# [Do this]
Copy the records word for word, starting at the line that contains "of the theater" and ending at the line that contains "Target: theater facade".

# [The records]
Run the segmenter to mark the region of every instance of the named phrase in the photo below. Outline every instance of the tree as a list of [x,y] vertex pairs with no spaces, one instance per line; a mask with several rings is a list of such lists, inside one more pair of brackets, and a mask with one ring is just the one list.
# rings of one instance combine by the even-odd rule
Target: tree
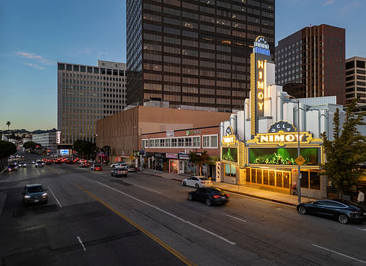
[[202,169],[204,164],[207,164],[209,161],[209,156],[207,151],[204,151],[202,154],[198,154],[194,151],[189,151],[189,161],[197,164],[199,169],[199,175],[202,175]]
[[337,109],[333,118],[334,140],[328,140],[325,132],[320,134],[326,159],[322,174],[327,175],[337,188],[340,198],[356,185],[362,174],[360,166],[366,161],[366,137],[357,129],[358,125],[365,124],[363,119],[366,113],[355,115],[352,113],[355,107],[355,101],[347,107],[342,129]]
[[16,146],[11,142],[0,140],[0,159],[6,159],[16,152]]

* * *

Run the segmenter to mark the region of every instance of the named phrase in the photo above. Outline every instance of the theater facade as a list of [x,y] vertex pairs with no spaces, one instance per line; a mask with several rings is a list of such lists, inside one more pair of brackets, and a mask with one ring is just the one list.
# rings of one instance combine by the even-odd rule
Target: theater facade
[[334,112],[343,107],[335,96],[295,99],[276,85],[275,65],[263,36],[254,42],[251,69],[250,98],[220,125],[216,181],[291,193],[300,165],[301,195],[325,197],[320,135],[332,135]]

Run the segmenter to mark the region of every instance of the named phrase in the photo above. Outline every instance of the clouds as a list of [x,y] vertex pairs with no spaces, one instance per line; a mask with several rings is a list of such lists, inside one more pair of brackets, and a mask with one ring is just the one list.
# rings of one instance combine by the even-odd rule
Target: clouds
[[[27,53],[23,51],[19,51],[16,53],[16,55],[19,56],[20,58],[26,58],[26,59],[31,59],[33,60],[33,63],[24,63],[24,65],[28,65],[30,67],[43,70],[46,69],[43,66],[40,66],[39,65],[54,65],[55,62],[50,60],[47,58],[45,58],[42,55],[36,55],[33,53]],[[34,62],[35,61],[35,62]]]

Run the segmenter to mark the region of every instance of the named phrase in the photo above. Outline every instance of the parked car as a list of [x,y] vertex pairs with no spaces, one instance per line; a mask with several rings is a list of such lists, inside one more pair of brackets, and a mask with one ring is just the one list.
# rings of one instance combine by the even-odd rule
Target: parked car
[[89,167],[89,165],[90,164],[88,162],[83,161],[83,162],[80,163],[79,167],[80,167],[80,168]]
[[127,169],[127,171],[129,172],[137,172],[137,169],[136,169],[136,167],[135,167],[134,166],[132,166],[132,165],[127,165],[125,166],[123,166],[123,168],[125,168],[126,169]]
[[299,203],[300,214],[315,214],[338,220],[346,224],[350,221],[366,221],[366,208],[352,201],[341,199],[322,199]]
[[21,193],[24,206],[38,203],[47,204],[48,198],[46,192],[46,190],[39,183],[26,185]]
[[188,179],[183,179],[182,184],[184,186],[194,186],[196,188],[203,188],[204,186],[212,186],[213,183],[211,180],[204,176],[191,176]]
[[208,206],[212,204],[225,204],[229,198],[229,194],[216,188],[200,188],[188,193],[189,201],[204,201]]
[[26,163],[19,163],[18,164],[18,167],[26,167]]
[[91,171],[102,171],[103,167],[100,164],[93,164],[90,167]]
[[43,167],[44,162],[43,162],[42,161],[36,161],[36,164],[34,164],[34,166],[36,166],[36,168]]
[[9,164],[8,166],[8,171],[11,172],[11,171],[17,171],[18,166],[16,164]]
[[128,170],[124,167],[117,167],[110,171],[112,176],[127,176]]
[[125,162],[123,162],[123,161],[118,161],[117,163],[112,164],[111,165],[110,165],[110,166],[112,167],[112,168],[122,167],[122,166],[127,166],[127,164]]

---

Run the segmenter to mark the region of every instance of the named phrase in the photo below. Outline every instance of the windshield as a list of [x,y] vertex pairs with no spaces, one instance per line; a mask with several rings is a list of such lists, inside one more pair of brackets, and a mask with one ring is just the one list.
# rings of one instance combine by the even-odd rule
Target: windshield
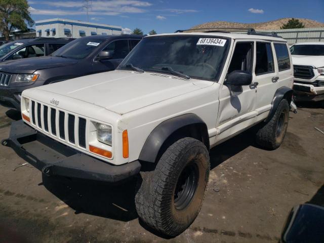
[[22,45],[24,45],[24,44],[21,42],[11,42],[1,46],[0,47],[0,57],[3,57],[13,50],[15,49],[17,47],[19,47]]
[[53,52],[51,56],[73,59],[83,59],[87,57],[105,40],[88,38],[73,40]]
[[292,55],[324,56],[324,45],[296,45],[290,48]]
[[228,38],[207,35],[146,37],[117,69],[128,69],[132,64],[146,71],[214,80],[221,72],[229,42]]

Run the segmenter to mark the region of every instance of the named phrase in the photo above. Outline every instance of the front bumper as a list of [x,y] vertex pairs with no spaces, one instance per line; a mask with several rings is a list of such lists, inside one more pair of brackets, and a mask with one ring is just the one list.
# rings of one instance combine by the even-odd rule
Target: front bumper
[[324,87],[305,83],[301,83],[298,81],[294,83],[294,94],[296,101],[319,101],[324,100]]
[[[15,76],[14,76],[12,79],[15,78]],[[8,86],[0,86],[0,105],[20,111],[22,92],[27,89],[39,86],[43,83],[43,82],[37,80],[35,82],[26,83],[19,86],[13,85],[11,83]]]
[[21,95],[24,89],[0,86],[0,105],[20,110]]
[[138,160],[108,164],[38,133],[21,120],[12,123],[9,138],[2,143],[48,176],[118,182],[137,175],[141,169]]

# [Exercise output]
Run the segmenter to mark the region of every instance of the named phrase in the photo above. Outline every instance of the theater facade as a list of [x,y] vertex pairs with no spaces, one instance per line; a mask with several rings is a list of such lists, inside one more pair of brackets, and a mask with one ring is just the one list.
# rings of one instance combine by the even-odd rule
Target: theater facade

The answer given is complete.